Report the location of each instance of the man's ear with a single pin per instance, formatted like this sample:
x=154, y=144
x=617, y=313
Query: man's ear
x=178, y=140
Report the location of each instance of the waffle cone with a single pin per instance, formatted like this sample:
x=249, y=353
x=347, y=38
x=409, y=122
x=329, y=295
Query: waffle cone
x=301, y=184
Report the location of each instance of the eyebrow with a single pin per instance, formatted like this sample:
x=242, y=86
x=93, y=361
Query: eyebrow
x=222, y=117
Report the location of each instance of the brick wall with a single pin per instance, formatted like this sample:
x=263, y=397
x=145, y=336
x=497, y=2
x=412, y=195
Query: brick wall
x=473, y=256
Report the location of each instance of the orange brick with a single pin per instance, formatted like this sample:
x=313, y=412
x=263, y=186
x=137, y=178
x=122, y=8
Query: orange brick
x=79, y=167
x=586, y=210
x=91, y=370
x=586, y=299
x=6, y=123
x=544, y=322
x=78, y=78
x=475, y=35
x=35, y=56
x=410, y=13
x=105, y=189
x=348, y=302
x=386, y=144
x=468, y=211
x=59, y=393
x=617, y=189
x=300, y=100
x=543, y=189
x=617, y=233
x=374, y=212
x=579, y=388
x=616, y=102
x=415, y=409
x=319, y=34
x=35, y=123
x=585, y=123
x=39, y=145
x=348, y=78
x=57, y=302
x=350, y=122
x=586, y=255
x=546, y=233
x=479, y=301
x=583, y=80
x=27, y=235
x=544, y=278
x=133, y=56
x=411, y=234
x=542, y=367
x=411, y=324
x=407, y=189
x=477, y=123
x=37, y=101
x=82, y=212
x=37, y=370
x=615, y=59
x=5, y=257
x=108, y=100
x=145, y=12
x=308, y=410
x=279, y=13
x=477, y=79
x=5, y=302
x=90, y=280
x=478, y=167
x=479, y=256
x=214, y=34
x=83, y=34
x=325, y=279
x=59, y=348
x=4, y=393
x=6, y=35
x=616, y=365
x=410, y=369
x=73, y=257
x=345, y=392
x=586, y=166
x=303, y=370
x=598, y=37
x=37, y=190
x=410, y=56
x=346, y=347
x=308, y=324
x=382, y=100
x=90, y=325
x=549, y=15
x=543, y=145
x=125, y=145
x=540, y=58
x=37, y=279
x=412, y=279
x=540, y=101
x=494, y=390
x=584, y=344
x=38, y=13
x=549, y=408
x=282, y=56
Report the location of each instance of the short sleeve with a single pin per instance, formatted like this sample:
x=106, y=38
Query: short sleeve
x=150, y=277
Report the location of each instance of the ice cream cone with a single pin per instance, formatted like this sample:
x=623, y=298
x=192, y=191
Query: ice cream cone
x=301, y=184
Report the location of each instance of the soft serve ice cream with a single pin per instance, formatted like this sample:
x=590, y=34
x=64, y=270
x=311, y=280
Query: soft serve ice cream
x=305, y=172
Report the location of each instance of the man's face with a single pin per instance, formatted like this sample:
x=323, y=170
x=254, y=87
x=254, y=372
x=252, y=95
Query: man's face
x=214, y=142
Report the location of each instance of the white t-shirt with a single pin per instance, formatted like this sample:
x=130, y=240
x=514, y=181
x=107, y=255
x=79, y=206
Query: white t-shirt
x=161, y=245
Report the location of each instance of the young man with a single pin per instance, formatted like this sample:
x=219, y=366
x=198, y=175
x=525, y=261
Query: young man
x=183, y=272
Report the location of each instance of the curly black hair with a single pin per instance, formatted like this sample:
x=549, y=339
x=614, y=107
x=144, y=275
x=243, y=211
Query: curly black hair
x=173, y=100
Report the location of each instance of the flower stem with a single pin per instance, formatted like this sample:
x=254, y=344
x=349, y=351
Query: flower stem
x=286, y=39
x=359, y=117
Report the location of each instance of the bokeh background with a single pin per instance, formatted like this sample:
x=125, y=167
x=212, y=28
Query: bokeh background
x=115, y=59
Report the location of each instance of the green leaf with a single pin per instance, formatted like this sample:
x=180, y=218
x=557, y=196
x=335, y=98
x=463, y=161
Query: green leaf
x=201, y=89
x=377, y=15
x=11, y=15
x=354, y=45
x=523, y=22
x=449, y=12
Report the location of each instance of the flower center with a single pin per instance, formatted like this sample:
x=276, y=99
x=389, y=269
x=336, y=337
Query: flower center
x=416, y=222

-.-.-

Assignment: All the lines of the material above must be given again exactly.

Exercise result:
Report the location of each instance of the man's ear with a single pin per instance, formatted like this sample:
x=154, y=144
x=617, y=313
Query: man's ear
x=178, y=140
Report the location of each instance of the waffle cone with a single pin per instance, formatted like this sample:
x=249, y=353
x=347, y=38
x=409, y=122
x=329, y=295
Query: waffle cone
x=301, y=184
Report the location of each instance of the eyebrow with a single pin per instance, formatted like this sample:
x=242, y=86
x=93, y=361
Query: eyebrow
x=222, y=117
Report the location of each instance of the brick wall with a single pin per instance, formatted like this sample:
x=263, y=397
x=145, y=336
x=497, y=2
x=412, y=195
Query: brick wall
x=473, y=256
Report the location of each instance of the orange brick with a single pin per instance, formatted like this sample:
x=313, y=412
x=263, y=186
x=137, y=178
x=122, y=8
Query: orange brick
x=79, y=167
x=586, y=210
x=91, y=370
x=586, y=299
x=6, y=123
x=544, y=322
x=78, y=78
x=475, y=35
x=35, y=56
x=410, y=13
x=105, y=189
x=348, y=302
x=386, y=144
x=468, y=211
x=59, y=393
x=617, y=189
x=300, y=100
x=543, y=189
x=617, y=233
x=374, y=212
x=579, y=388
x=616, y=102
x=415, y=409
x=319, y=34
x=35, y=123
x=585, y=123
x=39, y=145
x=348, y=78
x=57, y=302
x=350, y=122
x=586, y=255
x=546, y=233
x=479, y=301
x=583, y=80
x=27, y=235
x=544, y=278
x=133, y=56
x=411, y=234
x=542, y=367
x=411, y=324
x=407, y=189
x=477, y=123
x=37, y=101
x=82, y=212
x=37, y=370
x=615, y=59
x=5, y=257
x=108, y=100
x=145, y=12
x=308, y=410
x=279, y=13
x=477, y=79
x=5, y=302
x=90, y=280
x=478, y=167
x=479, y=256
x=214, y=34
x=83, y=34
x=325, y=279
x=59, y=348
x=4, y=393
x=6, y=35
x=616, y=365
x=410, y=369
x=73, y=257
x=345, y=392
x=586, y=166
x=303, y=370
x=598, y=37
x=37, y=190
x=410, y=56
x=346, y=347
x=308, y=324
x=382, y=100
x=90, y=325
x=549, y=15
x=543, y=145
x=125, y=145
x=540, y=58
x=37, y=279
x=412, y=279
x=540, y=101
x=494, y=390
x=584, y=344
x=38, y=13
x=549, y=408
x=282, y=56
Report the location of each instance of the short sleeve with a single pin per instance, formatted like this sample:
x=106, y=38
Query: short sleeve
x=150, y=277
Report the location of each instance of the ice cream cone with a single pin per instance, formatted like this sample:
x=623, y=298
x=192, y=191
Query: ice cream cone
x=301, y=184
Report the location of each instance of the soft serve ice cream with a single pin per instance, formatted like this sample:
x=590, y=34
x=64, y=270
x=311, y=280
Query: soft serve ice cream
x=305, y=172
Report the location of each instance of the man's face with a single pin per instance, formatted like this sample:
x=323, y=170
x=254, y=87
x=254, y=372
x=252, y=95
Query: man's face
x=214, y=142
Report the location of each instance of the white t-shirt with a single pin per instance, formatted like this sample:
x=130, y=240
x=514, y=181
x=107, y=255
x=79, y=206
Query: white t-shirt
x=161, y=245
Report the location of each instance of the young man with a single pin per instance, formatted like this sample:
x=219, y=366
x=198, y=175
x=525, y=261
Query: young man
x=183, y=272
Report the location of each instance of the curly black hair with a single pin per instance, formatted like this sample:
x=549, y=339
x=614, y=107
x=144, y=275
x=243, y=211
Query: curly black hair
x=173, y=100
Report the location of each instance of the flower stem with a single pin per instance, formatted like this sample:
x=254, y=344
x=349, y=351
Query: flower stem
x=286, y=39
x=359, y=117
Report the location of each instance of the bokeh background with a single pin per instance, formatted like this sample:
x=125, y=167
x=212, y=28
Query: bokeh background
x=115, y=59
Report the location of each instance of the green leaf with a single pin per instance, formatted like this sample:
x=180, y=218
x=557, y=196
x=335, y=98
x=463, y=161
Query: green leaf
x=201, y=89
x=377, y=15
x=11, y=15
x=354, y=45
x=523, y=22
x=449, y=12
Report the location of each instance of the flower center with a single pin per instance, formatted like this sample:
x=276, y=99
x=389, y=269
x=336, y=337
Query: flower center
x=416, y=222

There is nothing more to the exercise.